→ **Data provided**

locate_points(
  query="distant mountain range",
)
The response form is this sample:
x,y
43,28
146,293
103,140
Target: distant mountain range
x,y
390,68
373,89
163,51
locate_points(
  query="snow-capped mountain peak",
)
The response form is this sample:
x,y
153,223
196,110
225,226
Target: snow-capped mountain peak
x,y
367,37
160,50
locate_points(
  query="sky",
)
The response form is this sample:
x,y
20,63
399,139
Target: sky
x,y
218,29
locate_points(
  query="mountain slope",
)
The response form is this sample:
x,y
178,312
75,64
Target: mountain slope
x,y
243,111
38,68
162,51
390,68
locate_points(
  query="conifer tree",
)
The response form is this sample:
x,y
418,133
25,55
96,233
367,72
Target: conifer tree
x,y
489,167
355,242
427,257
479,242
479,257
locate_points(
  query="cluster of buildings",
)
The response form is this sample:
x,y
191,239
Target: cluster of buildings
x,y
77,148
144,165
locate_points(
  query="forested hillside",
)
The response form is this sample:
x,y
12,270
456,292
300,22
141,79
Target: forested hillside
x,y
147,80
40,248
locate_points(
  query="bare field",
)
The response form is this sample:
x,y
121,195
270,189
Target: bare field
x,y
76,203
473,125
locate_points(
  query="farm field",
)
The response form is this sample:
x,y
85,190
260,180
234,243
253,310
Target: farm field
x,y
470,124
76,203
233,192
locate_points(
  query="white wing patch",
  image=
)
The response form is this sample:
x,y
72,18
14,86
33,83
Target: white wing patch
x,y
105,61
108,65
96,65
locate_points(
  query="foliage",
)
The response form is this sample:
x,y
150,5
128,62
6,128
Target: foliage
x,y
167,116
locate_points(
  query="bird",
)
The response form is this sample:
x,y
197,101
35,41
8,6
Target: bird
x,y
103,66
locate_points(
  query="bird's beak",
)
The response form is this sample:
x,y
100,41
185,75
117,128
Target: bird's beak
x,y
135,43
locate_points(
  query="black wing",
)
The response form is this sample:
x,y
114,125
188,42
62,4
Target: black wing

→ **Problem to solve**
Each line of the material above needs to be quoted exactly, please.

→ **Answer to this problem**
locate_points(
  query="distant mountain range",
)
The response form is this sample:
x,y
43,28
146,293
103,140
Target: distant mountain range
x,y
390,68
373,89
163,51
locate_points(
  query="snow-capped mountain peak",
)
The response form is this sample:
x,y
153,223
196,110
225,226
Target: snow-capped mountain peak
x,y
367,37
160,50
locate_points(
  query="sky",
)
The response form is this sample:
x,y
20,63
399,139
Target: sky
x,y
218,29
locate_points(
  query="mountain slope",
)
The response form is this sample:
x,y
178,312
75,64
Target: mountain slope
x,y
243,111
38,68
162,51
390,68
locate_points(
  query="conifer tree",
)
The response form is this sample:
x,y
418,133
25,55
96,233
367,72
Target: conifer tree
x,y
489,167
355,242
427,257
479,242
479,257
locate_points(
  query="cluster of buildings",
)
The response form is this sample:
x,y
191,239
Target: cluster of buildings
x,y
77,148
144,165
locate_points(
  query="forested hillside",
)
The response form is this sample:
x,y
12,270
456,292
300,22
141,79
Target: forested hillside
x,y
147,80
40,248
locate_points(
  query="bare field",
)
The response form is this sample:
x,y
121,195
270,189
Target: bare field
x,y
76,203
473,125
locate_points(
  query="farm field",
)
The response form is this sample:
x,y
85,190
260,180
234,243
253,310
Target: farm field
x,y
470,124
76,203
233,192
locate_points(
  query="white wing patch",
  image=
)
The response form is this sample:
x,y
72,18
14,86
33,83
Target: white wing patch
x,y
105,61
108,65
96,65
locate_points(
  query="foliage",
)
The response form is this sample:
x,y
150,5
128,62
6,128
Target: foliage
x,y
167,116
locate_points(
  query="bird",
)
The response form is this sample:
x,y
197,101
35,41
8,6
Target: bird
x,y
103,66
locate_points(
  query="bird's beak",
)
The response form is this sample:
x,y
100,41
185,75
117,128
Target: bird's beak
x,y
135,43
locate_points(
  query="black wing",
)
The response form is this sample:
x,y
114,125
188,42
62,4
Target: black wing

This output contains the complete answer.